Testo mostrato:
-- -- --
Perché lavorare dopo la pensione?

Molte persone decidono di rimettersi a lavorare dopo la pensione per diverse ragioni che variano a seconda dello stile di vita o delle necessità economiche. Infatti, per alcuni la scelta di continuare a lavorare è attribuita ad una questione di abitudine, per altri invece le ragioni economiche giocano un ruolo abbastanza significativo: molti ritornano a lavorare dopo la pensione per integrare il reddito pensionistico, garantendo così una maggiore sicurezza finanziaria e la possibilità di affrontare spese.

Chi percepisce la pensione può lavorare?

Dal 1° gennaio 2009, grazie al Decreto Legge 112/2008, è stato annullato il divieto di cumulo tra redditi da pensione e da lavoro. Questo permette ai pensionati di svolgere un’attività lavorativa mentre percepiscono la pensione.
-- -- --
Estratto dei dati:
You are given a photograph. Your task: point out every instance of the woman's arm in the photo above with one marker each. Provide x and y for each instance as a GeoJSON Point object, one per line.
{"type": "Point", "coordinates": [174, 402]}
-- -- --
Istruzioni:
[A] Aggiorna il testo sul lavoro dopo la pensione da "Molte persone decidono" a "di affrontare spese." e riscrivi il passo mettendo "passione" al posto di "abitudine".
[B] Secondo il testo sul lavoro dopo la pensione, da quale data è stato annullato il divieto di cumulo tra redditi da pensione e da lavoro?

Risposte:
[A]
Molte persone decidono di rimettersi a lavorare dopo la pensione per diverse ragioni che variano a seconda dello stile di vita o delle necessità economiche. Infatti, per alcuni la scelta di continuare a lavorare è attribuita ad una questione di passione, per altri invece le ragioni economiche giocano un ruolo abbastanza significativo: molti ritornano a lavorare dopo la pensione per integrare il reddito pensionistico, garantendo così una maggiore sicurezza finanziaria e la possibilità di affrontare spese.

[B] Dal 1° gennaio 2009.